▸ EXERCISE
Write a continuation of the opinion piece on the Buffett Rule below, picking up right after its last sentence.

▸ PASSAGE SHOWN
--- Start ---
By Paolo Pontoniere
Lately I’ve been really intrigued by the so called Buffett Rule. On the impact it would have on the US deficit–null–and on the impact it would have on future taxpayers, profound. I can’t help but thing that is kind of weird for somebody who has been (and still is) in the running for becoming the richest man on the planet to propose to strongly increase tax imposition for people making more than a million buck a year. And in fact his 30 per cent tax on earned income would do nothing to curb, or contain the mind boggling growth of his wealth. On the contrary rather than diminishing it would set it in stone. And this is why. Buffett became rich taking advantage of all the tax writeoffs and loopholes approved by US administrations since the end of World War II. Not only that, but the tax rate at which he was taxed has been instrumental not only to the preservation of his wealth but also to its growth. Now he is proposing to put an end to this shame. But mind you he sits already on top of about $50 billion of personal wealth. A doubling of his income tax rate–event a tripling–would do nothing to fill the gap between him and the majority of Americans who, if they lose their job or become ill, have zero or less than a month of savings to rely upon to face the loss of income. What the Buffett Rule will do instead is to make sure that in the future to become a super-rich (like Biffett and his piers) people would have to work much harder than Warren (or any other of the Forbes’ super-rich) has ever done . In fact I am not quite sure that in such a scenario anybody would ever be able to amass a fortune comparable to Warren’s again, and furthermore with such easiness.
--- End ---
▸ DATA ENTRIES
--- Start ---
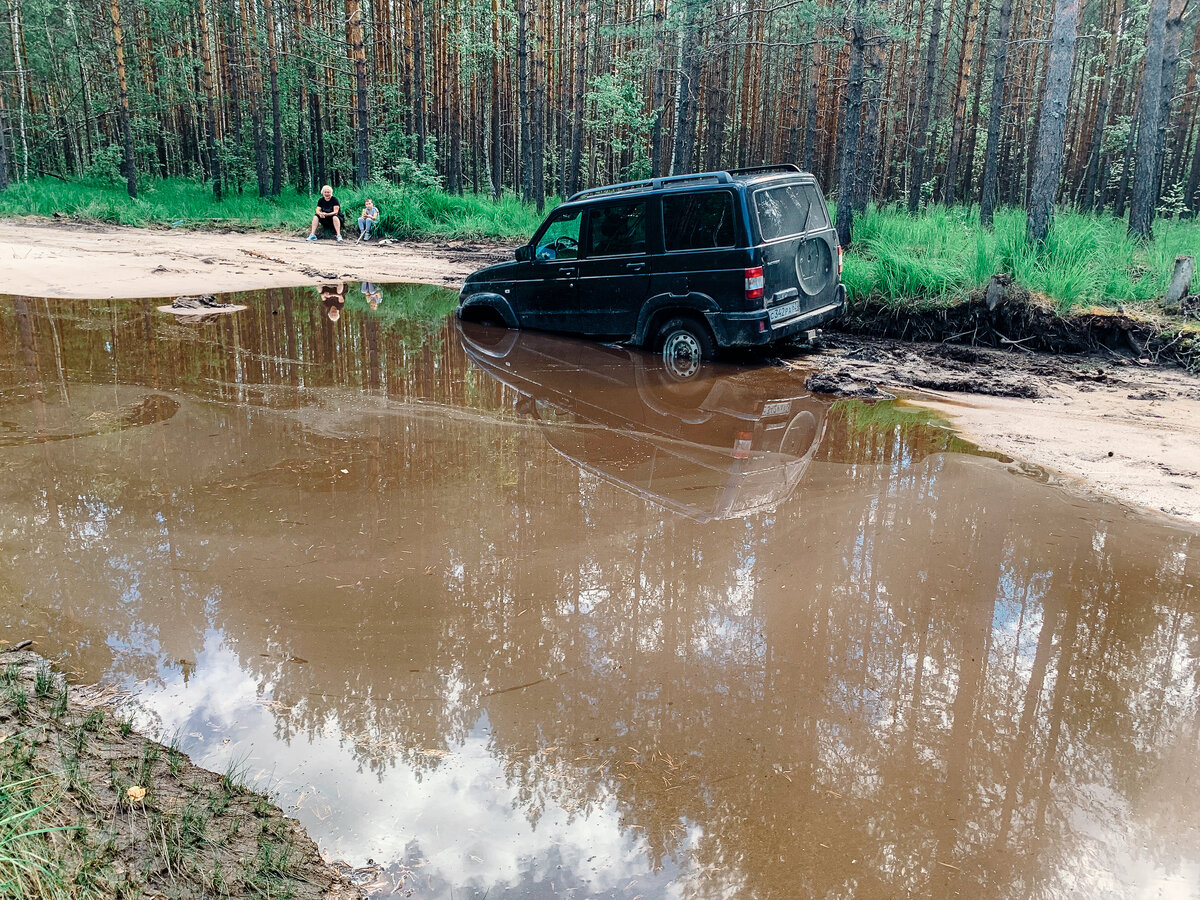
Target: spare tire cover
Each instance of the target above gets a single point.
(814, 265)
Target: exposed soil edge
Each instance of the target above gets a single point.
(1018, 319)
(138, 817)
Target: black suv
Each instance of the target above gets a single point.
(682, 264)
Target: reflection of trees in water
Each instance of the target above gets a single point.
(918, 676)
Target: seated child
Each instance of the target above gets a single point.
(369, 217)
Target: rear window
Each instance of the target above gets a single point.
(697, 221)
(790, 209)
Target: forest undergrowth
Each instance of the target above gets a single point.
(898, 261)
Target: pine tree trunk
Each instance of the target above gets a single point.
(1141, 207)
(361, 115)
(523, 100)
(659, 90)
(497, 144)
(131, 173)
(4, 148)
(684, 143)
(868, 148)
(966, 58)
(276, 113)
(1171, 34)
(1091, 174)
(581, 73)
(991, 151)
(850, 125)
(419, 77)
(1053, 120)
(917, 173)
(210, 103)
(810, 113)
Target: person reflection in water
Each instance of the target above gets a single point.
(334, 298)
(372, 293)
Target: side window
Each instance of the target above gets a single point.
(617, 231)
(819, 214)
(697, 221)
(561, 240)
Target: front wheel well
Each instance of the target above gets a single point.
(661, 317)
(481, 315)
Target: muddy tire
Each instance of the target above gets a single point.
(684, 343)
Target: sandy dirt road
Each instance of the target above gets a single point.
(102, 262)
(1099, 425)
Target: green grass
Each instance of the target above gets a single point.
(898, 259)
(29, 864)
(943, 253)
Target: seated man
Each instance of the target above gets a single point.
(329, 214)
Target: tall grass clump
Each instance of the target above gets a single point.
(29, 864)
(942, 255)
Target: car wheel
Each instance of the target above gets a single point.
(684, 345)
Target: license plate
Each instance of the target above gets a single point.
(780, 407)
(784, 312)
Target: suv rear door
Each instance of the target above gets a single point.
(799, 249)
(615, 269)
(700, 237)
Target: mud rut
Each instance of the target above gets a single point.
(1013, 318)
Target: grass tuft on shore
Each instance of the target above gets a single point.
(942, 255)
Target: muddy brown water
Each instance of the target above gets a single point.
(515, 616)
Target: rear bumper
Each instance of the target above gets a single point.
(754, 329)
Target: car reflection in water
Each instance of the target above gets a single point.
(717, 442)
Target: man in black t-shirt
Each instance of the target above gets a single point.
(329, 214)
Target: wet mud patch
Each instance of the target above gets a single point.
(1009, 317)
(871, 367)
(91, 808)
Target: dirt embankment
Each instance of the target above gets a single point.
(1105, 415)
(127, 816)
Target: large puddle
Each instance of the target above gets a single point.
(522, 617)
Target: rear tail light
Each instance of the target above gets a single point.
(754, 283)
(742, 445)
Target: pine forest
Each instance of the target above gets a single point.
(1030, 103)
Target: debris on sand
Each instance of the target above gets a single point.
(201, 305)
(101, 808)
(202, 301)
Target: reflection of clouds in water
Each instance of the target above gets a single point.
(460, 817)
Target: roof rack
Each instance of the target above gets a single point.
(654, 184)
(765, 169)
(700, 178)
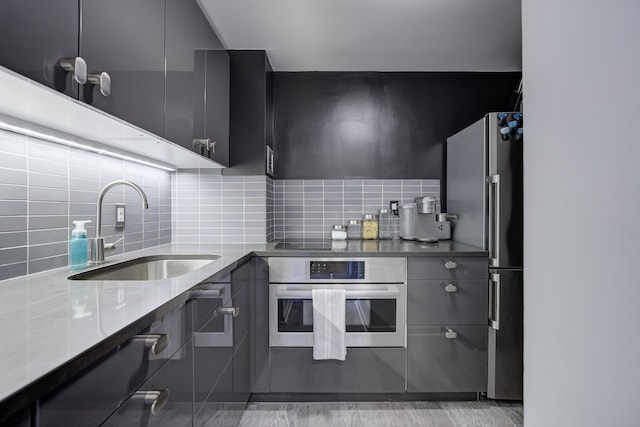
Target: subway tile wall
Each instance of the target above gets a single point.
(308, 208)
(44, 186)
(212, 208)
--- End ---
▸ ANSWER BELOW
The introduction of the Buffett Rule would transform Buffet’s (and his current piers) super-rich status almost into a God-given right. Like feudal nobility passed along from father–or mother–to offspring via birth right. Different story would be if the tax could be applied to assets, incrementally and up to 100 per cent of their value in excess of a certain (agreed upon) threshold. Now, I bet, this would push people to invest, and to keep their money mobile, thus creating jobs and redistributing wealth. But this is just pol-fi (political fiction) because it would be real reform. Or wouldn’t it?
Now somebody may think that I am a fool. And they’re not totally wrong there. But if I am a fool I am in good company. Institutions like the Financial Times and some of America’s most read bloggers support a similar point of view. Here’s what they write:
“The Financial Times, in an editorial, noticed that the income tax increases Buffett suggests will barely apply to him, because most of his wealth is in the form of unrealized capital gains, which don’t count as taxable income or capital gains of the sort he proposes to raise taxes on. If anything, raising such taxes would actually improve Buffett’s position relative to the other wealthy people against whom he competes to acquire businesses. It would also help him to achieve his longtime goal, as his wife Susan described it in her own Charlie Rose interview three months before her death in 2004, of being “the richest man in the world.” The Financial Times suggested that in Buffett’s case, “shared sacrifice probably requires a wealth tax. Set at a modest 2 percent, he would owe about $1 billion a year, or 25 times his current taxable income.” (The Buffet Gambit, Ira Stoll, Commentary, October 2011)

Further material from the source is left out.